↓

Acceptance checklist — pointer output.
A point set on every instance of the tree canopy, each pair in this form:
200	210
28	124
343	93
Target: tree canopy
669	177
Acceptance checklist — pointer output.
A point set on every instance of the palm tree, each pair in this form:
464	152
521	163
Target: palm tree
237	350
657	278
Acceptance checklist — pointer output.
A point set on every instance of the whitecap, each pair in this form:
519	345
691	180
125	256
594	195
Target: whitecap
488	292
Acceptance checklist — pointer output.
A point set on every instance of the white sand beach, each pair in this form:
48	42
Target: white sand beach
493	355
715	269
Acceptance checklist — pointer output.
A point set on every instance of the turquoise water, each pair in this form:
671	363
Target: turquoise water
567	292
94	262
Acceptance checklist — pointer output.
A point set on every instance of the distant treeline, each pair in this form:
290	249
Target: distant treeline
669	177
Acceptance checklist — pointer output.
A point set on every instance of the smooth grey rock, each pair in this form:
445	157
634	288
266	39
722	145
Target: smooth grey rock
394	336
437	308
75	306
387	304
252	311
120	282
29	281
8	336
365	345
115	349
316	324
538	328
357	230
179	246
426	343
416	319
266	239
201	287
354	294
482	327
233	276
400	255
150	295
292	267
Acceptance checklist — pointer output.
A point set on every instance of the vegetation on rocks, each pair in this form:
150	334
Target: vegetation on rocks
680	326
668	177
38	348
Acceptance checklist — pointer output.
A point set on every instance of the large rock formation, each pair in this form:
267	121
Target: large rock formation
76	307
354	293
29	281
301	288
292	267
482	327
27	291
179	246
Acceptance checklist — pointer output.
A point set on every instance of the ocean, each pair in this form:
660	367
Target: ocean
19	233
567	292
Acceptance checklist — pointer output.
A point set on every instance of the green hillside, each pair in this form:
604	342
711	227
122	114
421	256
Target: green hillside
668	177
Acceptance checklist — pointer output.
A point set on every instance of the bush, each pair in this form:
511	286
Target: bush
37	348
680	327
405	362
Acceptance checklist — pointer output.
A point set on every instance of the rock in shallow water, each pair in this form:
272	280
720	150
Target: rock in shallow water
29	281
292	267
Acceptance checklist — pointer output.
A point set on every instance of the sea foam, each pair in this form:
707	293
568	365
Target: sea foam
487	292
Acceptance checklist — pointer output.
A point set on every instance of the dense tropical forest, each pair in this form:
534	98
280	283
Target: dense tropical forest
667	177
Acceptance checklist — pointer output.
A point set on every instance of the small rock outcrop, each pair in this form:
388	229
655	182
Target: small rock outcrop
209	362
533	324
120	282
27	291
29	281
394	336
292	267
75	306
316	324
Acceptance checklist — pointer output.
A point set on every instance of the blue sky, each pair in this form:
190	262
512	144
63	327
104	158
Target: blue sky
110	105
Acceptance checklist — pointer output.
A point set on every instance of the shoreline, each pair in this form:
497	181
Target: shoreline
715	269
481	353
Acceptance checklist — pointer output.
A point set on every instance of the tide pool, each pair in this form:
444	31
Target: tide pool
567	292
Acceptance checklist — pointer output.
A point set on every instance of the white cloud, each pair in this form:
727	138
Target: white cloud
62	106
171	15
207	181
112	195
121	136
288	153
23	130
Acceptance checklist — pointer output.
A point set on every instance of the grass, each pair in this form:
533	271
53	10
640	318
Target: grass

↑

Directive:
Set down all of the records shown above once more, exactly.

Worked solution:
Acceptance checklist — pointer output.
A point set on every instance of the tree canopy, each pair in this form:
200	210
28	124
343	93
Target: tree canopy
669	177
Acceptance checklist — pointer output.
A point set on every instance of the palm tree, each pair in this form:
464	152
521	163
Target: palm tree
237	350
657	278
Acceptance checklist — pointer output.
A point set on every instance of the whitecap, each pair in this form:
519	345
691	180
125	256
594	195
Target: whitecap
488	292
Acceptance checklist — pointer output.
A point set on every instance of the white sand beach, each pair in this form:
48	42
Target: white sand beach
493	355
715	269
Acceptance checklist — pointer output.
A point set on every instance of the turquoise water, each pair in this form:
671	363
Target: turquoise water
567	292
94	262
Acceptance checklist — pointer output.
A point set on every instance of the distant treeline, each pair in this form:
290	249
Target: distant treeline
669	177
Acceptance checklist — pointer output.
A point set on every instance of the smooth grey rock, each pair in this form:
445	157
634	288
266	39
722	145
Target: smooth grey rock
394	336
437	308
75	306
387	304
252	311
120	282
29	281
8	336
365	345
115	349
316	324
538	328
357	230
179	246
426	343
416	319
266	239
201	287
354	294
482	327
233	276
400	255
150	295
292	267
Acceptance checklist — pointer output.
A point set on every instance of the vegetation on rocks, each pair in this form:
150	334
Target: vegetation on rocks
680	326
668	177
38	348
Acceptance checklist — pointer output.
A point set on every instance of the large rock formation, each pair in this form:
267	121
Target: large rock formation
76	307
354	293
29	281
301	288
292	267
482	327
27	291
179	246
Acceptance checklist — pointer output.
A point set on every instance of the ocean, each pair in this form:
660	367
Target: ocean
19	233
567	292
Acceptance checklist — pointer output.
A point set on every instance of the green hillside, each pair in this form:
604	342
711	227
122	114
421	256
Target: green hillside
668	177
Acceptance checklist — pointer output.
A point set on every instance of the bush, each pair in this form:
511	286
Target: bush
37	348
680	327
405	362
Acceptance checklist — pointer output.
A point set on every instance of the rock in shallow water, each pair in this form:
272	280
720	150
Target: rock in shallow water
29	281
292	267
Acceptance checklist — pointer output.
A point set on every instance of the sea foam, each pair in this form:
707	293
568	365
Target: sea foam
487	292
Acceptance checklist — pointer output.
A point set on every instance of the dense tropical forest, each pair in this form:
534	98
280	283
Target: dense tropical forest
667	177
Acceptance checklist — pointer output.
A point set on every instance of the small rock outcrop, each pair in this form:
388	229
655	182
Target: small rock outcrop
209	362
533	324
120	282
27	291
29	281
394	336
292	267
75	306
316	324
Acceptance checklist — pointer output.
A point set on every instance of the blue sky, each pair in this form:
190	262
512	144
63	327
104	158
Target: blue sky
110	105
Acceptance checklist — pointer output.
A point set on every instance of the shoreline, each pair in this form:
497	181
Target: shoreline
715	269
481	353
Acceptance checklist — pointer output.
A point set on every instance of the tide pool, each pair in this form:
444	31
Target: tide pool
567	292
Acceptance checklist — pointer output.
A point set on every instance of the white cloud, each pair in this form:
727	138
Target: white cloud
62	106
171	15
207	181
112	195
121	136
288	153
23	130
Acceptance checklist — pointer output.
A point set on every instance of the grass, each pair in this form:
533	271
53	10
640	318
Target: grass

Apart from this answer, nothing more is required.